Instruction A:
Report every line in the entries below that contains the string "tractor", copying each such line in full.

Passage to read:

__________________________________________________

Now let's get back to this section's main issue, safe resource locking. If you don't make a habit of closing all files that you open, you may encounter many problems (unless you use the Apache::PerlRun handler, which does the cleanup for you). An open file that isn't closed can cause file-descriptor leakage. Since the number of file descriptors available is finite, at some point you will run out of them and your service will fail. This will happen quite fast on a heavily used server.

You can use system utilities to observe the opened and locked files, as well as the processes that have opened (and locked) the files. On FreeBSD, use the fstat utility. On many other Unix flavors, use lsof. On systems with a /proc filesystem, you can see the opened file descriptors under /proc/PID/fd/, where PID is the actual process ID.

__________________________________________________

Dataset records:
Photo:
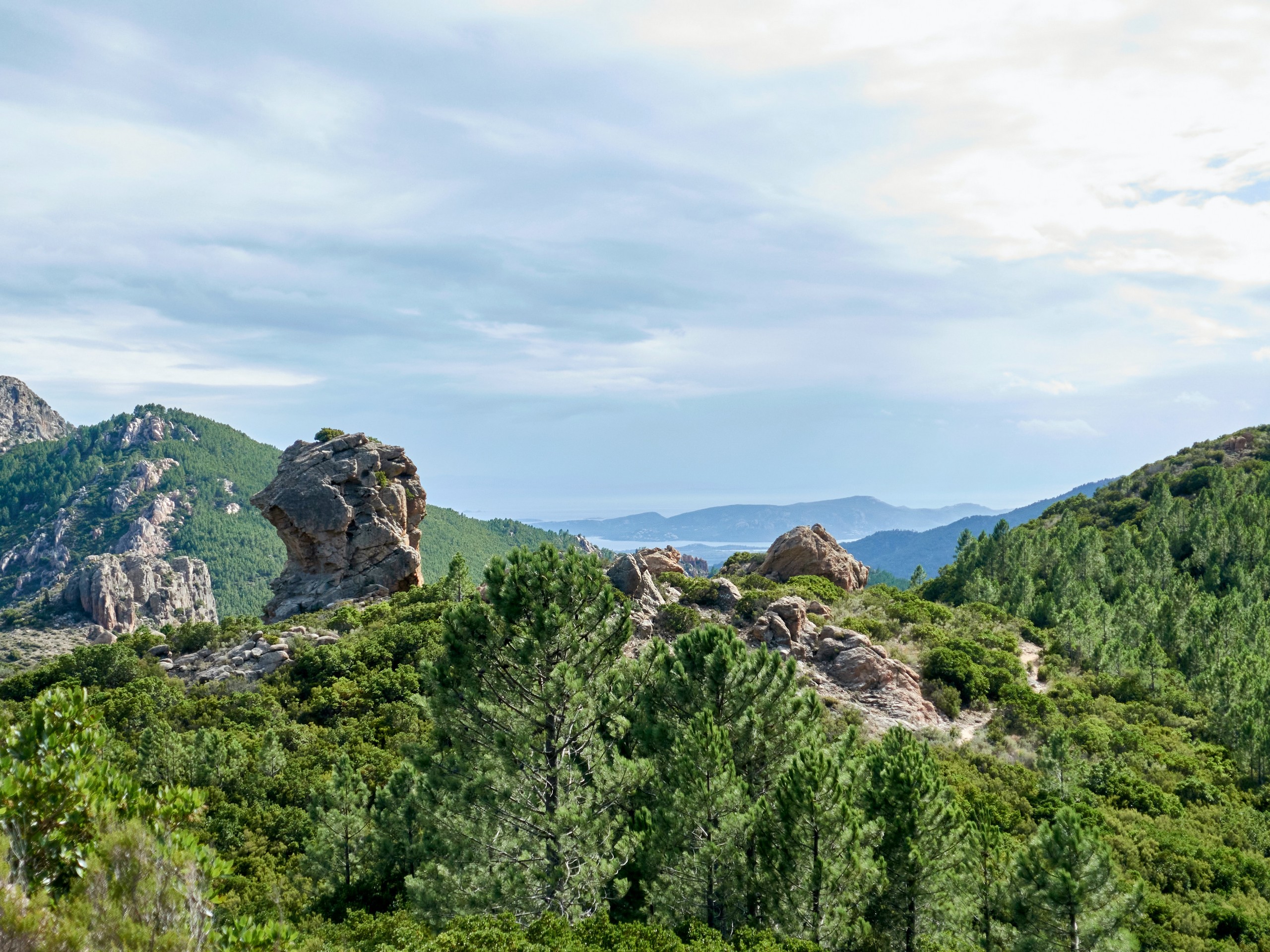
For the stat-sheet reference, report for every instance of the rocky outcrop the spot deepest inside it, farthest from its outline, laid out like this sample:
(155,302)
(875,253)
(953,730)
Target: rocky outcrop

__________________________________________________

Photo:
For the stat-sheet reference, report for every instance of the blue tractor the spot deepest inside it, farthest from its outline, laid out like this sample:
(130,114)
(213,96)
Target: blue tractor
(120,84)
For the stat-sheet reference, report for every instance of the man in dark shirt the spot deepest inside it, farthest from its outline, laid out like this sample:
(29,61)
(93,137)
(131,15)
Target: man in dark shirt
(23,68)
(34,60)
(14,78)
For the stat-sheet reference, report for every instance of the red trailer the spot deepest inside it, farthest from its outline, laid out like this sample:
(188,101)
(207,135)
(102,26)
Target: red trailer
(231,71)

__________________________________________________

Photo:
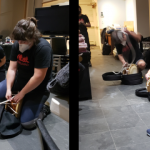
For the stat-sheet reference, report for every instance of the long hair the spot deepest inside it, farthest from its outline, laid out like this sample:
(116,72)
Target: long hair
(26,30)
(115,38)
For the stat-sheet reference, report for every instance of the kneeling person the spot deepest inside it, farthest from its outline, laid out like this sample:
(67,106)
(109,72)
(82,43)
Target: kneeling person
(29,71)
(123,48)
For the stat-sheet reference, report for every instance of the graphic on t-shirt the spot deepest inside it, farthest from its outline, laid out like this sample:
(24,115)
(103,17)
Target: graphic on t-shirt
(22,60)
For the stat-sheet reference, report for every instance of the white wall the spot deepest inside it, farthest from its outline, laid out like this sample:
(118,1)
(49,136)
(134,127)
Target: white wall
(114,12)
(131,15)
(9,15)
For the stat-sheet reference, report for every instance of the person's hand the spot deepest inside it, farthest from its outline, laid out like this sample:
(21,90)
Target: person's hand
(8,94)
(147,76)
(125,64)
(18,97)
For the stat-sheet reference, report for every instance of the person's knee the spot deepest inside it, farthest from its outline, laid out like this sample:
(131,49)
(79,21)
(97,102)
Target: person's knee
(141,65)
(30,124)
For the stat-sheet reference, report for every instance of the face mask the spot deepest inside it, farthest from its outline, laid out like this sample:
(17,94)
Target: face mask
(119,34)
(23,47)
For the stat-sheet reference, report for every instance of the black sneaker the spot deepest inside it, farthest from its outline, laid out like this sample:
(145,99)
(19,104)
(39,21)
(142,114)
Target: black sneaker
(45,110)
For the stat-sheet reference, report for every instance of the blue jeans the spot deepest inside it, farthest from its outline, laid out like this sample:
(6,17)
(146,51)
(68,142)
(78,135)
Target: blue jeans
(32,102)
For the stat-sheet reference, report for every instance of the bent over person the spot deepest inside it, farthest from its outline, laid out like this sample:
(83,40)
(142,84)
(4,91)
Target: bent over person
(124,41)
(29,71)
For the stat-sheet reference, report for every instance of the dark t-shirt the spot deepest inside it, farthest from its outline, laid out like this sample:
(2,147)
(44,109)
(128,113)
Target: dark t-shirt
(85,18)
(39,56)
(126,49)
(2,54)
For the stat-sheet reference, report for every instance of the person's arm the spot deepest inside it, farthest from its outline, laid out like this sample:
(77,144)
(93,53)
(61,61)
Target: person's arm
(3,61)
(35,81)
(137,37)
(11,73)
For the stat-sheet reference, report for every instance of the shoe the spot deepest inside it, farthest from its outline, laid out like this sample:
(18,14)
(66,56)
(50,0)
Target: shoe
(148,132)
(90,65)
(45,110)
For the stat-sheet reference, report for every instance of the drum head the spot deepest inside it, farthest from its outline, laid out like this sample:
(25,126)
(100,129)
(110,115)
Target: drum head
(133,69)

__________________________________________________

Instruction B:
Pick up the passage on safe resource locking after its last sentence and extend it.

Written response A:
For the stat-sheet reference, report for every instance of the blue tractor the spot deepest inside it, farthest from its outline, laid out like this sample:
Target: blue tractor

Written response B:
However, file-descriptor leakage is nothing compared to the trouble you will give yourself if the code terminates and the file remains locked. Any other process requesting a lock on the same file (or resource) will wait indefinitely for it to become unlocked. Since this will not happen until the server reboots, all processes trying to use this resource will hang.

Example 6-34 is an example of such a terrible mistake.

Example 6-34. flock.pl

use Fcntl qw(:flock);
open IN, "+>>filename" or die "$!";
flock IN, LOCK_EX;
# do something
# quit without closing and unlocking the file

Is this safe code? No—we forgot to close the file. So let's add the close( ), as in Example 6-35.

Example 6-35. flock2.pl

use Fcntl qw(:flock);
open IN, "+>>filename" or die "$!";
flock IN, LOCK_EX;
# do something
close IN;

Is it safe code now? Unfortunately, it is not. If the user aborts the request (for example, by pressing the browser's Stop or Reload buttons) during the critical section, the script will be aborted before it has had a chance to close( ) the file, which is just as bad as if we forgot to close it.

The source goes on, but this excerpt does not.